**Data for this task**

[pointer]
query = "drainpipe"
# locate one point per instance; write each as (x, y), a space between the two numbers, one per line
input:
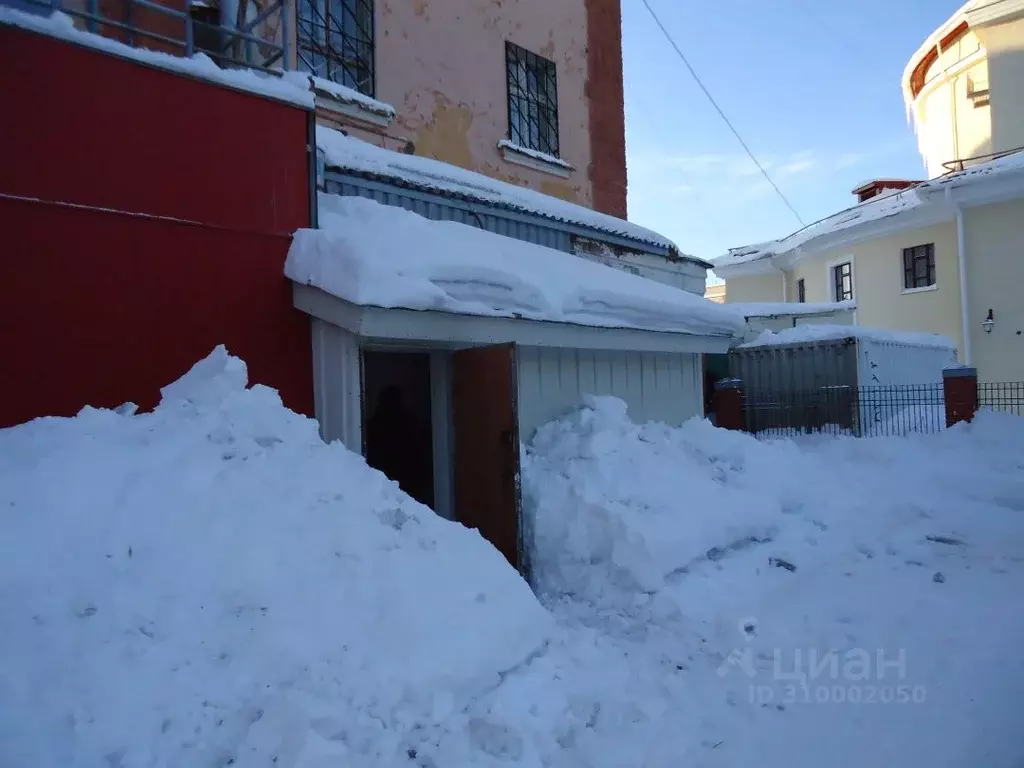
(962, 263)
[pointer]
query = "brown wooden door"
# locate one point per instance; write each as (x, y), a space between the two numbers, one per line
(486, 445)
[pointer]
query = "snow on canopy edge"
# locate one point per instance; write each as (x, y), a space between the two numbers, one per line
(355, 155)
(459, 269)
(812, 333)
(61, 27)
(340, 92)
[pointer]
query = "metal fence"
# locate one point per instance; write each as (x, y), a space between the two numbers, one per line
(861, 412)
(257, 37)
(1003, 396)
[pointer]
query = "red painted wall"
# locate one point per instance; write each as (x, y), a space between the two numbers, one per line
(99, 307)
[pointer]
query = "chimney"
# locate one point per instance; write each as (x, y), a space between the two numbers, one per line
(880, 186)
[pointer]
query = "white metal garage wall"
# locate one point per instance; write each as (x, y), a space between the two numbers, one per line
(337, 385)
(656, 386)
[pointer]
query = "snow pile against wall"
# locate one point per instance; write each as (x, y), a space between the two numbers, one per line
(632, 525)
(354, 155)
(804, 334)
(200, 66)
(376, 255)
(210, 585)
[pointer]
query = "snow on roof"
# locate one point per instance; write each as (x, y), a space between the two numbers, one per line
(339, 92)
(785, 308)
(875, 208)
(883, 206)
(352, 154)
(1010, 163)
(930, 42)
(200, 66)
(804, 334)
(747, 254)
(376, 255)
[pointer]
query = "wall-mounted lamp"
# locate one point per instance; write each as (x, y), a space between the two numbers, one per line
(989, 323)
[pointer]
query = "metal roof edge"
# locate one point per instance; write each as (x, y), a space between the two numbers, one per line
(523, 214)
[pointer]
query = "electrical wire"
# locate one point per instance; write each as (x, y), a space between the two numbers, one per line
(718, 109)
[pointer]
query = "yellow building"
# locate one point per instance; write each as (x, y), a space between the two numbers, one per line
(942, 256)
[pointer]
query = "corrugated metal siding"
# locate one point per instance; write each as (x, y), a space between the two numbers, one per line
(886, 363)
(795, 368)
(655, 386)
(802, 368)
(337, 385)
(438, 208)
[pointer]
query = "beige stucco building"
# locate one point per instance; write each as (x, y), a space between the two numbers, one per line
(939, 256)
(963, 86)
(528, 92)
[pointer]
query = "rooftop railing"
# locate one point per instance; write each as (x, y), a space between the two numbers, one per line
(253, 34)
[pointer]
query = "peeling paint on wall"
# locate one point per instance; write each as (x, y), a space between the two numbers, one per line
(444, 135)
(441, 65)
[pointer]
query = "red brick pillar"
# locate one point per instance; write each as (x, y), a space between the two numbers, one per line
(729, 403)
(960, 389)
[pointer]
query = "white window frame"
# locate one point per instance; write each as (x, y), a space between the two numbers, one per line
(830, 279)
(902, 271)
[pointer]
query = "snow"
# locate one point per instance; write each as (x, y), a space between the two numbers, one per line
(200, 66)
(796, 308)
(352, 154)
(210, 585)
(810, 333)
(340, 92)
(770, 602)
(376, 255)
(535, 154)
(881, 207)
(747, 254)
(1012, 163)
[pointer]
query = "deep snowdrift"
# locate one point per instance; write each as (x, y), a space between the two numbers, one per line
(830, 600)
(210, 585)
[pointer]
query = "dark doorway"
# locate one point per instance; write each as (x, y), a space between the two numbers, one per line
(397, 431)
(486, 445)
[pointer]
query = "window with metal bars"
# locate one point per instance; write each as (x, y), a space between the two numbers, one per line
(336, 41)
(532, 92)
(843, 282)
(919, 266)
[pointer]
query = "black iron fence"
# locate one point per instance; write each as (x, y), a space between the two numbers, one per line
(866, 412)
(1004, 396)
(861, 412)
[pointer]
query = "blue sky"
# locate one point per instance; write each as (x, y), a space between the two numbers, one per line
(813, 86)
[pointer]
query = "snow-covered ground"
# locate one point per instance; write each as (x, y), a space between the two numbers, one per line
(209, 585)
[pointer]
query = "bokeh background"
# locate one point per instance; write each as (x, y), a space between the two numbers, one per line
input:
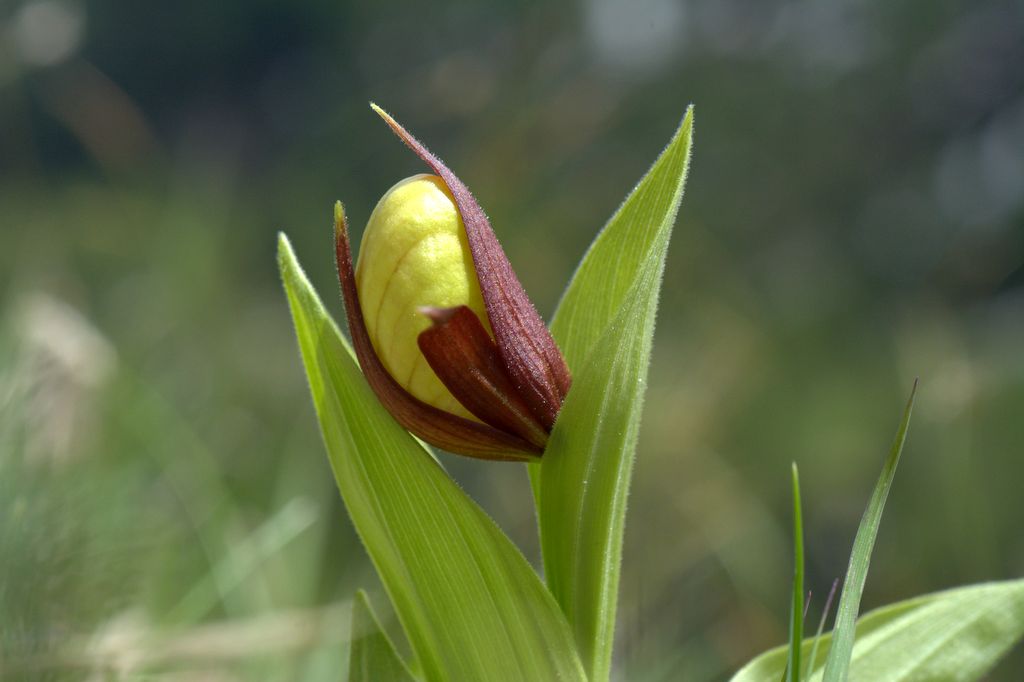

**Problem requirements**
Which lines in the data above contain the string "building"? Pull out each of them in full.

**Result below**
query = "yellow building"
query = "beige stucco building"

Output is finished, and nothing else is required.